• [REQUIREMENT] Reproduce exactly the lines from the one containing "# point at: wave" through the last line of the records below, both included, and nothing else.

begin ENTRIES SHOWN

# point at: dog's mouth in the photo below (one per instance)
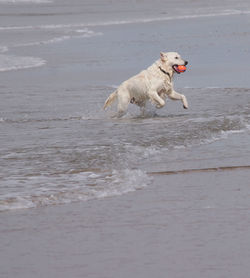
(176, 69)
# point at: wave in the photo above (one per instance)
(11, 62)
(91, 185)
(87, 34)
(132, 21)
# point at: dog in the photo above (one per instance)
(154, 84)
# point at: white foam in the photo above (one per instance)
(60, 39)
(11, 62)
(82, 186)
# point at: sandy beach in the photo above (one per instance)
(86, 195)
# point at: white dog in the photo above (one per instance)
(154, 84)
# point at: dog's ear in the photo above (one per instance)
(163, 57)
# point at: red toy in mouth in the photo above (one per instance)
(179, 69)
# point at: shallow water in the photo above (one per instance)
(65, 156)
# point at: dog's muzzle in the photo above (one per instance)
(175, 67)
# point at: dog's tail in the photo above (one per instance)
(110, 99)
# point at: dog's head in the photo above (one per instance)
(171, 60)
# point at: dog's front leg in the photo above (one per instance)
(176, 96)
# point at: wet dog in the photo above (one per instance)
(154, 84)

end ENTRIES SHOWN

• [WRITTEN SOLUTION]
# point at: wave in the photo above (one per instance)
(11, 62)
(91, 185)
(87, 34)
(132, 21)
# point at: dog in the photo above (one per instance)
(154, 84)
# point at: white foam in the photo above (one per instance)
(60, 39)
(11, 62)
(82, 186)
# point at: sandy beach in the photo above (one per instance)
(86, 195)
# point at: white dog in the photo above (one per instance)
(154, 84)
# point at: dog's ear in the photo above (one per instance)
(163, 57)
# point at: red toy in mouth in the photo above (one per instance)
(179, 69)
# point at: shallow water in the photo above (one per instance)
(65, 156)
# point at: dog's muzzle in the photo above (one per instance)
(175, 67)
# point at: dog's tail in the photo above (one per instance)
(110, 99)
# point at: dog's head in the photo above (one per instance)
(171, 60)
# point at: dog's front leg in the photo above (one per instance)
(176, 96)
# point at: wet dog in the photo above (one per instance)
(154, 84)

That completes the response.